===== Extracted material =====

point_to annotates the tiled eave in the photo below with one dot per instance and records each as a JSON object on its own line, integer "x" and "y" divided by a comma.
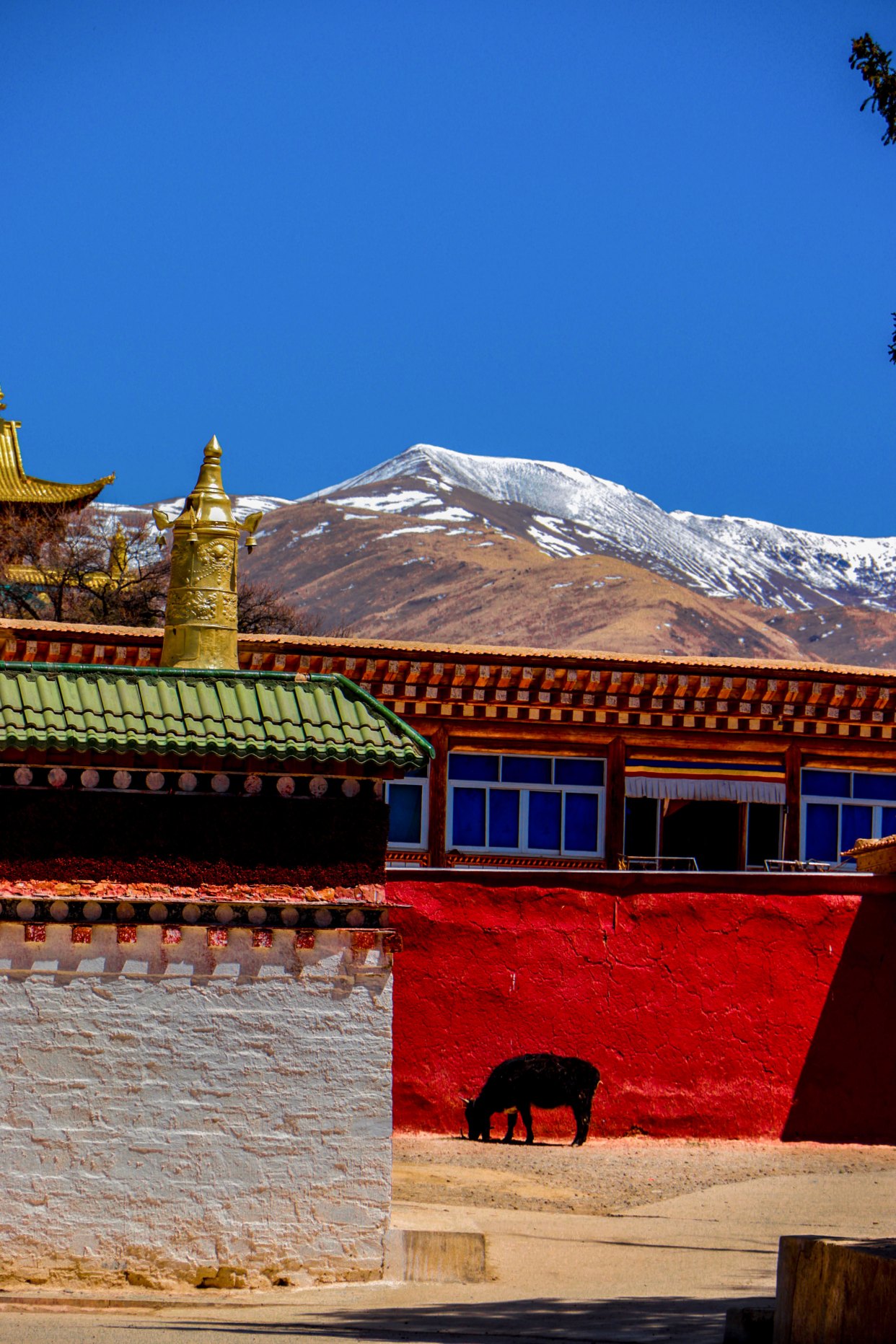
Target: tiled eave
{"x": 431, "y": 685}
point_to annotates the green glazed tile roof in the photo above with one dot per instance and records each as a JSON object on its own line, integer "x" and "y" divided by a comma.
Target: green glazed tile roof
{"x": 269, "y": 716}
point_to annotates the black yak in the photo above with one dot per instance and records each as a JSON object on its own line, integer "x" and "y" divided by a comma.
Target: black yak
{"x": 527, "y": 1081}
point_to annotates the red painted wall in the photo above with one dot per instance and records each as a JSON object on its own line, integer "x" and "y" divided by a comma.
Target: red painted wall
{"x": 732, "y": 1014}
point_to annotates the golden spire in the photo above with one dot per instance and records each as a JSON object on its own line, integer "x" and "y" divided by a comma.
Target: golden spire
{"x": 201, "y": 613}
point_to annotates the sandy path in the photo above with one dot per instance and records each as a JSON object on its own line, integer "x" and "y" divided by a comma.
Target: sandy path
{"x": 607, "y": 1175}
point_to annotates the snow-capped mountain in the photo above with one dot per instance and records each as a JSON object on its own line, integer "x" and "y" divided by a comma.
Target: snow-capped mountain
{"x": 567, "y": 512}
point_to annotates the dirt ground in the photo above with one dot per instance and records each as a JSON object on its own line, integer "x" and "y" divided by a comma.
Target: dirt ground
{"x": 606, "y": 1175}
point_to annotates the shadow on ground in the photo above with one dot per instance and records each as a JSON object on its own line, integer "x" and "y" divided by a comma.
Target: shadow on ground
{"x": 618, "y": 1322}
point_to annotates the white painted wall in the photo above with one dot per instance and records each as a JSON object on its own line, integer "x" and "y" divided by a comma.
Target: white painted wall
{"x": 165, "y": 1112}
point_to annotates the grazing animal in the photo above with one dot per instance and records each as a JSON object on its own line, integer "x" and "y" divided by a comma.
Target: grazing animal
{"x": 527, "y": 1081}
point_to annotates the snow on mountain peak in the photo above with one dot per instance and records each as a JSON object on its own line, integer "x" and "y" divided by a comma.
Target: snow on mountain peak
{"x": 570, "y": 512}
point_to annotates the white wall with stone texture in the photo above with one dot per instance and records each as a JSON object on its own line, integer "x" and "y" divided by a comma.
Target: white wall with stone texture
{"x": 182, "y": 1112}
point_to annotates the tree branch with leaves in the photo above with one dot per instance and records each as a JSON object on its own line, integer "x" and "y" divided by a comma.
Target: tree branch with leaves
{"x": 874, "y": 65}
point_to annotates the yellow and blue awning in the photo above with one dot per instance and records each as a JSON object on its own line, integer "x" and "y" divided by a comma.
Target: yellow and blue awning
{"x": 711, "y": 781}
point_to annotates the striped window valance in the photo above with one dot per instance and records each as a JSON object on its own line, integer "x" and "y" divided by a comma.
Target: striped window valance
{"x": 711, "y": 781}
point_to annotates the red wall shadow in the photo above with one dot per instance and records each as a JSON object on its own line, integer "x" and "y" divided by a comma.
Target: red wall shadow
{"x": 708, "y": 1012}
{"x": 847, "y": 1088}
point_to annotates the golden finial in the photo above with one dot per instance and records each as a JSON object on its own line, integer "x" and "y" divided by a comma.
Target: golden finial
{"x": 201, "y": 613}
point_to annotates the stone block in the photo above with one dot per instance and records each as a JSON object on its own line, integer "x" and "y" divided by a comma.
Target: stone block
{"x": 836, "y": 1292}
{"x": 421, "y": 1257}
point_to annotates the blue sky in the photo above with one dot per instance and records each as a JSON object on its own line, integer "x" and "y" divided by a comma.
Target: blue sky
{"x": 653, "y": 240}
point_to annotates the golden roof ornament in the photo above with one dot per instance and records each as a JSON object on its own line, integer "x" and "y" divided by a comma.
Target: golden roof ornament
{"x": 201, "y": 612}
{"x": 30, "y": 493}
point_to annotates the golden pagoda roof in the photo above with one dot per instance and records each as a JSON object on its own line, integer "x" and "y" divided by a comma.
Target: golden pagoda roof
{"x": 17, "y": 487}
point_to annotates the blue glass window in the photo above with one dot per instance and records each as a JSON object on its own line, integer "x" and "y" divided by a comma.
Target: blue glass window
{"x": 581, "y": 822}
{"x": 821, "y": 833}
{"x": 467, "y": 766}
{"x": 469, "y": 817}
{"x": 526, "y": 769}
{"x": 545, "y": 820}
{"x": 856, "y": 824}
{"x": 877, "y": 786}
{"x": 504, "y": 819}
{"x": 406, "y": 814}
{"x": 584, "y": 773}
{"x": 829, "y": 784}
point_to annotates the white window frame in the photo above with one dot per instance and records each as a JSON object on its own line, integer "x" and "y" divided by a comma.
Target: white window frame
{"x": 421, "y": 781}
{"x": 877, "y": 809}
{"x": 524, "y": 789}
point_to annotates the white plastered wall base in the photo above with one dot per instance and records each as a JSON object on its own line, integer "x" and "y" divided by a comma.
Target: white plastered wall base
{"x": 177, "y": 1115}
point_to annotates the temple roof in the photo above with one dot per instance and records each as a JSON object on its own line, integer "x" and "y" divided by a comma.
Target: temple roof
{"x": 260, "y": 716}
{"x": 19, "y": 488}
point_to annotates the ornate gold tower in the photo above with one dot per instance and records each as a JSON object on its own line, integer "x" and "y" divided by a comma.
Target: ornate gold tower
{"x": 201, "y": 613}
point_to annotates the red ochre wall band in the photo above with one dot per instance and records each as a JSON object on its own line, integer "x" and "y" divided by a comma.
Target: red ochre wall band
{"x": 708, "y": 1015}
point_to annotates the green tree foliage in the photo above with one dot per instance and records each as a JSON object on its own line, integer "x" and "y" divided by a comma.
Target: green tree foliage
{"x": 872, "y": 63}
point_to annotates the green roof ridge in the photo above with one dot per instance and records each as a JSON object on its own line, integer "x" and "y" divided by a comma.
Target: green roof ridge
{"x": 308, "y": 718}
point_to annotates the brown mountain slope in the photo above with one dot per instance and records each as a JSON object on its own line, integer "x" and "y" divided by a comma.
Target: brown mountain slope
{"x": 399, "y": 577}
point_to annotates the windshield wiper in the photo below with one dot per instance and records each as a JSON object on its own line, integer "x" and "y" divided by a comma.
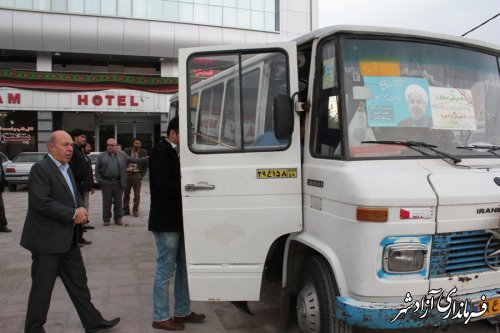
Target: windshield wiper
{"x": 485, "y": 147}
{"x": 416, "y": 144}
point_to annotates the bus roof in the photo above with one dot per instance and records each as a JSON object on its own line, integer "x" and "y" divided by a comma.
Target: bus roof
{"x": 361, "y": 29}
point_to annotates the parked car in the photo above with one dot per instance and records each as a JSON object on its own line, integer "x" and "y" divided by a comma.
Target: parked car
{"x": 17, "y": 171}
{"x": 5, "y": 159}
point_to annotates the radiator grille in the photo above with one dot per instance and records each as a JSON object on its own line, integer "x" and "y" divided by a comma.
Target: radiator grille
{"x": 461, "y": 253}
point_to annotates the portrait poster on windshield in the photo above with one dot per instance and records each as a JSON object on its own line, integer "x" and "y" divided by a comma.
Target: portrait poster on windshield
{"x": 452, "y": 108}
{"x": 387, "y": 104}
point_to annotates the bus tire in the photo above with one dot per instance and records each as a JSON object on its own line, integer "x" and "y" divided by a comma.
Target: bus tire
{"x": 316, "y": 300}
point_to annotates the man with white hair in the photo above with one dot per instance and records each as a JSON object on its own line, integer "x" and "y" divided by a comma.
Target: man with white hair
{"x": 417, "y": 100}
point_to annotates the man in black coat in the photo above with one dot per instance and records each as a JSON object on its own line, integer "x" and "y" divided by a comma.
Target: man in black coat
{"x": 54, "y": 209}
{"x": 79, "y": 167}
{"x": 165, "y": 221}
{"x": 3, "y": 219}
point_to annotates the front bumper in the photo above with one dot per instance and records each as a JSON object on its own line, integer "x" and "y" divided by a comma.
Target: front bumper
{"x": 412, "y": 314}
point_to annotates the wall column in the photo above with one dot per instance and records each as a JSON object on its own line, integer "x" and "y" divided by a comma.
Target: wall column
{"x": 44, "y": 64}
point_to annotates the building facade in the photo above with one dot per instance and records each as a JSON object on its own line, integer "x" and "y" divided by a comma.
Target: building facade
{"x": 109, "y": 66}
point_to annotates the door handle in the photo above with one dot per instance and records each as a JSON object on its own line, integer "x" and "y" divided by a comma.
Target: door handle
{"x": 199, "y": 186}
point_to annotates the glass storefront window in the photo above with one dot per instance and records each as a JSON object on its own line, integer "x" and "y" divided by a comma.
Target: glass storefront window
{"x": 186, "y": 12}
{"x": 18, "y": 132}
{"x": 201, "y": 14}
{"x": 215, "y": 15}
{"x": 261, "y": 13}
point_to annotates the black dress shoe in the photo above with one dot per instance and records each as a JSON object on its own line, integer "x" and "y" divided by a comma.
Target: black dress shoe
{"x": 5, "y": 229}
{"x": 104, "y": 325}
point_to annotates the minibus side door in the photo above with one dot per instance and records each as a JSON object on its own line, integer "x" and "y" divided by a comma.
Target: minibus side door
{"x": 241, "y": 179}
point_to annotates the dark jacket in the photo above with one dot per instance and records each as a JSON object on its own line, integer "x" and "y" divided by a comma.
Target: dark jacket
{"x": 143, "y": 168}
{"x": 165, "y": 214}
{"x": 79, "y": 167}
{"x": 2, "y": 178}
{"x": 123, "y": 159}
{"x": 89, "y": 182}
{"x": 49, "y": 226}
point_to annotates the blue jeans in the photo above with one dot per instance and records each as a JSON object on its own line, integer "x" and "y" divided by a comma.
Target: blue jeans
{"x": 171, "y": 259}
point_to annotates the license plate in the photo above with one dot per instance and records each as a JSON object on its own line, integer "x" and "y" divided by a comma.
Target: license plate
{"x": 493, "y": 307}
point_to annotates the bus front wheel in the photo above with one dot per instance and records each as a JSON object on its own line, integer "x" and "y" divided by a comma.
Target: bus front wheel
{"x": 316, "y": 300}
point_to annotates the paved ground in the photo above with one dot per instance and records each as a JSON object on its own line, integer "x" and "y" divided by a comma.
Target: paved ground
{"x": 120, "y": 265}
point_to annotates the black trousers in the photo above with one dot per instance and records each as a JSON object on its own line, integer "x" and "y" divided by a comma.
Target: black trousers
{"x": 70, "y": 268}
{"x": 3, "y": 219}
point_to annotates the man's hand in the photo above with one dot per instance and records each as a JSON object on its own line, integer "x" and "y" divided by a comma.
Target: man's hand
{"x": 81, "y": 216}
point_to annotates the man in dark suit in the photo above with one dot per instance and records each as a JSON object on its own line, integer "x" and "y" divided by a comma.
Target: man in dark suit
{"x": 135, "y": 173}
{"x": 54, "y": 208}
{"x": 165, "y": 221}
{"x": 3, "y": 219}
{"x": 79, "y": 168}
{"x": 111, "y": 174}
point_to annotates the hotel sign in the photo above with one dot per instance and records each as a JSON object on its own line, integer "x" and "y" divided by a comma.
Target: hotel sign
{"x": 113, "y": 100}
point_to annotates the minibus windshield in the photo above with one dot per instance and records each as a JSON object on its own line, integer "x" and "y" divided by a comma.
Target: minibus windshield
{"x": 442, "y": 95}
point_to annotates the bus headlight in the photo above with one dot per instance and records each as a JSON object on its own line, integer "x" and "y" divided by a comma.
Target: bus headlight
{"x": 404, "y": 258}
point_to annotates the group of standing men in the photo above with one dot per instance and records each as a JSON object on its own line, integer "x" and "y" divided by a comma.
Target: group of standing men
{"x": 56, "y": 213}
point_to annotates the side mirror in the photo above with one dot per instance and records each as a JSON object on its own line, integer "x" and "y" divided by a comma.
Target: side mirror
{"x": 283, "y": 117}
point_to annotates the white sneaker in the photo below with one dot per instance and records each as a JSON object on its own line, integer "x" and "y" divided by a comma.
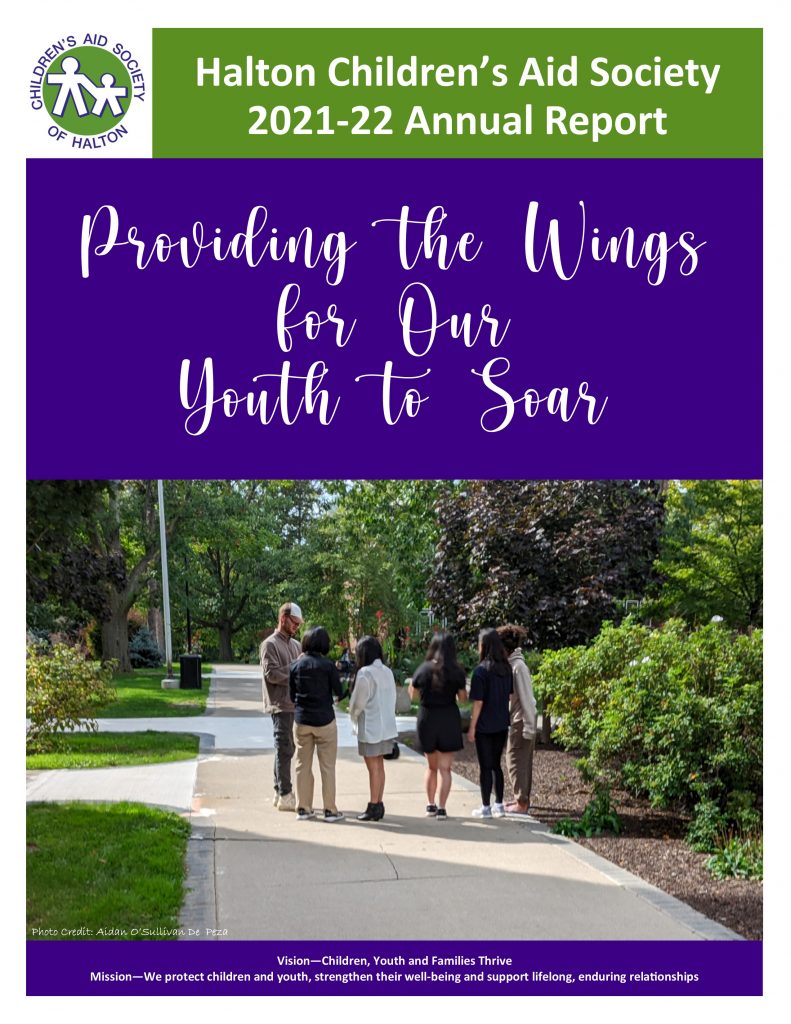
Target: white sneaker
{"x": 287, "y": 802}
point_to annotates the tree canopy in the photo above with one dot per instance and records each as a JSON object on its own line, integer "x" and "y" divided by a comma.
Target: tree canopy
{"x": 552, "y": 555}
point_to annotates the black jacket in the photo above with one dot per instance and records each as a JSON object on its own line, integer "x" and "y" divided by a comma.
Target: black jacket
{"x": 313, "y": 680}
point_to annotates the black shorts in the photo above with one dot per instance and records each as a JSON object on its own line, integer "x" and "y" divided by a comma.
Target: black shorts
{"x": 439, "y": 729}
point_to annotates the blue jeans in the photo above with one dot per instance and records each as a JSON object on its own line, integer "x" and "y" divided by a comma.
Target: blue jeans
{"x": 283, "y": 725}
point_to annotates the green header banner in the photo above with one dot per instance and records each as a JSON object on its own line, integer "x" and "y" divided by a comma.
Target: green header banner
{"x": 457, "y": 92}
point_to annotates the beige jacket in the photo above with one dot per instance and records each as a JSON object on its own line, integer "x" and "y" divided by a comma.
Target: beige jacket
{"x": 523, "y": 701}
{"x": 278, "y": 653}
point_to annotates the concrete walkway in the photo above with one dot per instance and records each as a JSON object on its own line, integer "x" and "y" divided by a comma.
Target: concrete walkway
{"x": 254, "y": 872}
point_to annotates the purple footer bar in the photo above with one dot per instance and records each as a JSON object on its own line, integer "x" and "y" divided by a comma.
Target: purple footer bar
{"x": 103, "y": 968}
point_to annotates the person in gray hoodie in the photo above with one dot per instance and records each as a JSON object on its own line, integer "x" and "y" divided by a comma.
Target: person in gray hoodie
{"x": 278, "y": 653}
{"x": 522, "y": 733}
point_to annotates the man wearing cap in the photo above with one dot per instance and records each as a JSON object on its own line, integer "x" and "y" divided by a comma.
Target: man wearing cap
{"x": 278, "y": 653}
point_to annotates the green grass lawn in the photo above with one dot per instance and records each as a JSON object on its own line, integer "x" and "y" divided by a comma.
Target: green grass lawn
{"x": 98, "y": 866}
{"x": 106, "y": 750}
{"x": 139, "y": 694}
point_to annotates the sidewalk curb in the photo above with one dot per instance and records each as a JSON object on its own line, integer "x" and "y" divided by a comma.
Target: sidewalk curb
{"x": 669, "y": 905}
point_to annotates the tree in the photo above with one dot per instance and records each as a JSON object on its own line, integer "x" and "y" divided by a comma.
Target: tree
{"x": 372, "y": 552}
{"x": 66, "y": 574}
{"x": 92, "y": 546}
{"x": 712, "y": 552}
{"x": 552, "y": 555}
{"x": 241, "y": 550}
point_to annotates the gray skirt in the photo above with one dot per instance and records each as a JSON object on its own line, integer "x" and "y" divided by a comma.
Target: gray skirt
{"x": 375, "y": 750}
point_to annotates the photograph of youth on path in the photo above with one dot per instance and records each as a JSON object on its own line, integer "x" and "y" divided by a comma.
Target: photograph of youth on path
{"x": 394, "y": 710}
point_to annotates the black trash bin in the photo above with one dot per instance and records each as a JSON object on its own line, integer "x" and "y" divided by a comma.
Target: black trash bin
{"x": 191, "y": 672}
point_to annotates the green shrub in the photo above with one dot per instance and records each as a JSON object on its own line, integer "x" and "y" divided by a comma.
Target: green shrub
{"x": 63, "y": 691}
{"x": 598, "y": 817}
{"x": 738, "y": 857}
{"x": 671, "y": 714}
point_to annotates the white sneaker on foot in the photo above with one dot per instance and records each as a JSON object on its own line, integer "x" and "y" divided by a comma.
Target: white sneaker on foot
{"x": 287, "y": 802}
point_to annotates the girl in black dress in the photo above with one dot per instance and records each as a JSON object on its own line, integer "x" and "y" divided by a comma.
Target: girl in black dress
{"x": 439, "y": 682}
{"x": 490, "y": 692}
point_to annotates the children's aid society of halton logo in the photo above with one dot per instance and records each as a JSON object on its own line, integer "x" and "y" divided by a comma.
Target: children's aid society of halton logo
{"x": 87, "y": 89}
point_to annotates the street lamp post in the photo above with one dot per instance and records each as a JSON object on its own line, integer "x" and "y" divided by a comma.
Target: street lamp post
{"x": 165, "y": 588}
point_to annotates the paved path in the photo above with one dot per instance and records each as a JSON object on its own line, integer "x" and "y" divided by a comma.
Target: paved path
{"x": 258, "y": 873}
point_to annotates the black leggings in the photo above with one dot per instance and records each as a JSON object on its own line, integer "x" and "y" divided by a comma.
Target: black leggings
{"x": 489, "y": 747}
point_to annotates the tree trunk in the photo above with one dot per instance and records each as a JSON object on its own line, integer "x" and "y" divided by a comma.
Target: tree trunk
{"x": 115, "y": 638}
{"x": 225, "y": 650}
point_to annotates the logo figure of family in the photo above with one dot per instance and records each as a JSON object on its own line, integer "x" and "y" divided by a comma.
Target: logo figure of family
{"x": 73, "y": 83}
{"x": 300, "y": 681}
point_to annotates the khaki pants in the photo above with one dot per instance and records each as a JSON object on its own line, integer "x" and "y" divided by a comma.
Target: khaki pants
{"x": 323, "y": 739}
{"x": 518, "y": 759}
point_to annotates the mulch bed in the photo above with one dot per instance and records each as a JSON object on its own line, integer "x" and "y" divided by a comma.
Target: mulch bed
{"x": 652, "y": 845}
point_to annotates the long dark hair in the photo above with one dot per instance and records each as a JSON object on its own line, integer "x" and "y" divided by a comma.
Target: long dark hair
{"x": 492, "y": 652}
{"x": 442, "y": 650}
{"x": 367, "y": 651}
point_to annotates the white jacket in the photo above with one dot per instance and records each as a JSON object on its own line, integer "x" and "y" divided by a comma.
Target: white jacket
{"x": 523, "y": 701}
{"x": 372, "y": 705}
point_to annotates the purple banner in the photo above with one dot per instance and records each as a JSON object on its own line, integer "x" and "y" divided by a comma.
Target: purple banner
{"x": 101, "y": 968}
{"x": 509, "y": 318}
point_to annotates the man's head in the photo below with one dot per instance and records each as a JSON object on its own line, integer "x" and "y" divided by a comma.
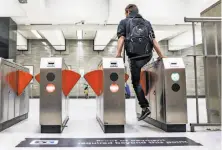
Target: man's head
{"x": 131, "y": 8}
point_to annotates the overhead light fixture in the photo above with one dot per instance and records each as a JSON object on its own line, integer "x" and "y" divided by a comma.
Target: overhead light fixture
{"x": 79, "y": 34}
{"x": 36, "y": 34}
{"x": 44, "y": 43}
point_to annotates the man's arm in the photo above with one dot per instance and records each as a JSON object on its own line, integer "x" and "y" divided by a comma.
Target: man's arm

=====

→ Aim of the task
Rewrite everything from the line containing "point_to annotates the man's head" down to the end of the listing, requests included, and shift every x and y coordinate in the answers up by 116. Leave the pictures out.

→ Solution for this problem
point_to annotates the man's head in the photo below with one dot per instance and records each as a JSON object on its own line, integer "x" and "y" divided by a comma.
Target: man's head
{"x": 247, "y": 124}
point_to annotates the overhead light fixture in the photo above with one dot per instance and records each as a JSON object on its own line, integer "x" and "y" divided by a comma.
Target: overhead light fixture
{"x": 195, "y": 150}
{"x": 152, "y": 150}
{"x": 160, "y": 159}
point_to annotates the man's arm in the photo above with one dot per instance and records each as a JSON object on its own line, integer "x" and "y" divided by a comma.
Target: man's arm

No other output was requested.